Arrange every line of the records below as a Markdown table with two columns, No. and Line. Number each row, and leave out blank lines.

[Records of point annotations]
..........
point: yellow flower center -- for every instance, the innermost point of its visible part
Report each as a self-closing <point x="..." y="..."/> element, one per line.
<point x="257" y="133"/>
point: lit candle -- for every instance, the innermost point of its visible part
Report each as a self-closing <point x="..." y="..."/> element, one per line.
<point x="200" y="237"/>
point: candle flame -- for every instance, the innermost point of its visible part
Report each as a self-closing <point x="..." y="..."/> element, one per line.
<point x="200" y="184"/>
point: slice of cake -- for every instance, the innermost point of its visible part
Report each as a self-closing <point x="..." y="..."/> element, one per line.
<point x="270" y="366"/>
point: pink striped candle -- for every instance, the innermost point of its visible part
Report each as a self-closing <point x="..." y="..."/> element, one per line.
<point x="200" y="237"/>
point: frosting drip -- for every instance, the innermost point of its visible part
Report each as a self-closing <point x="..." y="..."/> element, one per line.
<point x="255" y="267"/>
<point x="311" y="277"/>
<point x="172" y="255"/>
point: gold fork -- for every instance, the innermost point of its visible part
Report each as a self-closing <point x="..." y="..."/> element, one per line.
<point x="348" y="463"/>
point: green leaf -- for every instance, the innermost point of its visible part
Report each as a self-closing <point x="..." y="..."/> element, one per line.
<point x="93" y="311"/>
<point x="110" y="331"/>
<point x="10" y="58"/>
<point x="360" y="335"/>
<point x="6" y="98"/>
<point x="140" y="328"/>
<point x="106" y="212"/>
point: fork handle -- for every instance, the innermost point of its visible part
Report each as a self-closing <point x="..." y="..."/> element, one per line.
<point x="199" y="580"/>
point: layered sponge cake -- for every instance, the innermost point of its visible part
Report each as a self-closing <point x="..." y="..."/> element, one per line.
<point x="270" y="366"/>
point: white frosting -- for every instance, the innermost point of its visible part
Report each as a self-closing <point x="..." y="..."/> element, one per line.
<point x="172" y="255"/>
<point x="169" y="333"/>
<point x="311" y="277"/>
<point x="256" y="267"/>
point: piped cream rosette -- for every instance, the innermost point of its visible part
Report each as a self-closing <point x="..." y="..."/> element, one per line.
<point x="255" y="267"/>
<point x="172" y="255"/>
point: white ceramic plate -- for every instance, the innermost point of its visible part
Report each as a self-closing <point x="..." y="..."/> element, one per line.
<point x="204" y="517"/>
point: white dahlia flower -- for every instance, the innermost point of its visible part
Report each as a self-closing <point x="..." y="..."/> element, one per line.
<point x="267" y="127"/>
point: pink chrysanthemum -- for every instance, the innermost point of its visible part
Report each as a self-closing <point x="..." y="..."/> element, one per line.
..........
_RESULT OF THE TASK:_
| No. | Line |
|---|---|
| 1 | point: yellow flower center -- for every instance, the innermost point of its visible part |
| 2 | Report each as a self-closing <point x="..." y="..."/> element, one per line. |
| 3 | <point x="257" y="133"/> |
| 4 | point: lit candle -- for every instance, the innermost point of its visible part |
| 5 | Report each as a self-closing <point x="..." y="..."/> element, one per line. |
| 6 | <point x="200" y="237"/> |
| 7 | point: candle flame -- for every instance, the innermost point of its visible part |
| 8 | Report each as a self-closing <point x="..." y="..."/> element, one per line. |
| 9 | <point x="200" y="184"/> |
| 10 | point: slice of cake -- for every instance, the innermost point of its visible part |
| 11 | Report each as a self-closing <point x="..." y="..."/> element, one per line. |
| 12 | <point x="270" y="366"/> |
| 13 | point: pink striped candle -- for every instance, the innermost point of its visible part |
| 14 | Report each as a self-closing <point x="..." y="..."/> element, one per line. |
| 15 | <point x="200" y="237"/> |
| 16 | point: frosting drip -- for every instance, the innermost point of its visible part |
| 17 | Report each as a self-closing <point x="..." y="..."/> element, one per line. |
| 18 | <point x="255" y="267"/> |
| 19 | <point x="311" y="277"/> |
| 20 | <point x="172" y="255"/> |
| 21 | point: gold fork -- for every instance, the innermost point of its visible part |
| 22 | Report each as a self-closing <point x="..." y="..."/> element, one per line. |
| 23 | <point x="348" y="463"/> |
| 24 | point: green leaf -- for every instance, the innermost point of its visible part |
| 25 | Report each as a self-closing <point x="..." y="..."/> element, one per line. |
| 26 | <point x="93" y="311"/> |
| 27 | <point x="110" y="331"/> |
| 28 | <point x="10" y="58"/> |
| 29 | <point x="360" y="335"/> |
| 30 | <point x="6" y="98"/> |
| 31 | <point x="140" y="328"/> |
| 32 | <point x="106" y="212"/> |
| 33 | point: fork handle -- for every instance, the innermost point of its visible part |
| 34 | Report each as a self-closing <point x="..." y="..."/> element, one per line. |
| 35 | <point x="199" y="580"/> |
| 36 | point: layered sponge cake -- for every instance, the innermost point of its visible part |
| 37 | Report each as a self-closing <point x="..." y="..."/> element, one per line. |
| 38 | <point x="270" y="366"/> |
| 39 | point: white frosting -- for every instance, the innermost point of its visible part |
| 40 | Report each as a self-closing <point x="..." y="..."/> element, one per line. |
| 41 | <point x="172" y="255"/> |
| 42 | <point x="169" y="333"/> |
| 43 | <point x="311" y="277"/> |
| 44 | <point x="256" y="267"/> |
| 45 | point: piped cream rosette -- for every instance, the innermost point of its visible part |
| 46 | Report each as a self-closing <point x="..." y="..."/> element, one per line. |
| 47 | <point x="255" y="267"/> |
| 48 | <point x="172" y="255"/> |
| 49 | point: white ceramic plate -- for every instance, the innermost point of its visible part |
| 50 | Report each as a self-closing <point x="..." y="..."/> element, one per line. |
| 51 | <point x="204" y="517"/> |
| 52 | point: white dahlia flower -- for every instance, the innermost point of its visible part |
| 53 | Report each as a self-closing <point x="..." y="..."/> element, one per line. |
| 54 | <point x="267" y="127"/> |
| 55 | point: pink chrysanthemum -- for every instance, the innermost point of its visible part |
| 56 | Report each as a self-closing <point x="..." y="..."/> element, one per line. |